WHAT IS BEING ASKED – Extract every line below that contains the string "corrugated" and reproduce each one in full.
• • • • •
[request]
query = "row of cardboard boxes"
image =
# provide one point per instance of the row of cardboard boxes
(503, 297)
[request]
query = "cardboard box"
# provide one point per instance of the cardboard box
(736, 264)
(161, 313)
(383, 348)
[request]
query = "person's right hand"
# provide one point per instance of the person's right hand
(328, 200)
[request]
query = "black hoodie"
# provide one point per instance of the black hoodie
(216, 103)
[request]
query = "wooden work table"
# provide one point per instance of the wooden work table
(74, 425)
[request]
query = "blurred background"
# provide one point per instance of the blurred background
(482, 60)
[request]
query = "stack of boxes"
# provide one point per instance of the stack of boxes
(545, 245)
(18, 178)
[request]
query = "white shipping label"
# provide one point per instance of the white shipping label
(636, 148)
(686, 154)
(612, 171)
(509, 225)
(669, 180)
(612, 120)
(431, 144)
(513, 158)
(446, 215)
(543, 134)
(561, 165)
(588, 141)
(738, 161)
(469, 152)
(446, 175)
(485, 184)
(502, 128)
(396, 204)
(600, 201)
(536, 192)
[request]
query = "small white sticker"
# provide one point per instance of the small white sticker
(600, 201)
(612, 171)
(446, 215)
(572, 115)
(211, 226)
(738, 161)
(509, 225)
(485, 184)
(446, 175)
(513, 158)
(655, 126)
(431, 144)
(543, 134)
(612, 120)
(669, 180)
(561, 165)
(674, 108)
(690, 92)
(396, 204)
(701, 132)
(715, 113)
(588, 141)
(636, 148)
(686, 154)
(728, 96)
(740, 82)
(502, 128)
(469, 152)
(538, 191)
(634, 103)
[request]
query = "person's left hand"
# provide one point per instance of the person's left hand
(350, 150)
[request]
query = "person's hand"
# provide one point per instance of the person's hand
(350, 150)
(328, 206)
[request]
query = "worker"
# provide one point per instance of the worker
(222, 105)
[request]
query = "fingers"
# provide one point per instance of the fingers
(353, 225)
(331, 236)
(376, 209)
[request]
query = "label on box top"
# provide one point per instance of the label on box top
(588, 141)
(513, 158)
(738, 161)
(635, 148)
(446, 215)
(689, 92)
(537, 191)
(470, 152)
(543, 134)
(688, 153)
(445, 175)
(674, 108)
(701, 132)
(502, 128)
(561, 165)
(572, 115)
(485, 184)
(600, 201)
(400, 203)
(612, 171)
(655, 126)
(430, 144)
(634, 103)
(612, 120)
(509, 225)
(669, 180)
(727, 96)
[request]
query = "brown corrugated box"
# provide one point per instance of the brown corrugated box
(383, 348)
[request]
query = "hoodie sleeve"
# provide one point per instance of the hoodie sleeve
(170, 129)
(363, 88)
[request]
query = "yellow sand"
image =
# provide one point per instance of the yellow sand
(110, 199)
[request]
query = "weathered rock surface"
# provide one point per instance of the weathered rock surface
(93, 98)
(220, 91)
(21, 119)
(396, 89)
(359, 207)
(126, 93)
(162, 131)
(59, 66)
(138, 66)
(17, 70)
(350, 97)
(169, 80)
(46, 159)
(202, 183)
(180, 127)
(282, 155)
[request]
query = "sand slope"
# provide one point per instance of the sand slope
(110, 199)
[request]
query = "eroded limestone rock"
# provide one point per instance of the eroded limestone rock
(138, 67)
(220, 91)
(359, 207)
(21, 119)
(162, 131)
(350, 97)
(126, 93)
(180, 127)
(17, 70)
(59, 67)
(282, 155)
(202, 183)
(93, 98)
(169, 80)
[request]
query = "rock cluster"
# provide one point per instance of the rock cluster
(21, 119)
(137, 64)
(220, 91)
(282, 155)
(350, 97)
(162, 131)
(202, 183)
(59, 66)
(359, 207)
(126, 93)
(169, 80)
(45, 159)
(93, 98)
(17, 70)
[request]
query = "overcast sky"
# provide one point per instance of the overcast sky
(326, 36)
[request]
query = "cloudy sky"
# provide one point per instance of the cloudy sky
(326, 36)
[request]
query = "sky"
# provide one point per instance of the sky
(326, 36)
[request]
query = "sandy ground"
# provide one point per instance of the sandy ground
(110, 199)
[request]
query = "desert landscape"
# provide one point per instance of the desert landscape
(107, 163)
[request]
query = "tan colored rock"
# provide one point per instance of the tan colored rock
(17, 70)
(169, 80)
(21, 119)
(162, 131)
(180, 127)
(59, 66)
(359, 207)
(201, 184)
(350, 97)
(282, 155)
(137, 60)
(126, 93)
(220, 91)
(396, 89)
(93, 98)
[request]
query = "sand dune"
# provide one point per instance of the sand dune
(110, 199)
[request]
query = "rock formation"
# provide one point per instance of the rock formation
• • • • •
FINISHED TASK –
query = "brown corrugated box"
# provide one point per instance of the brown corrugated box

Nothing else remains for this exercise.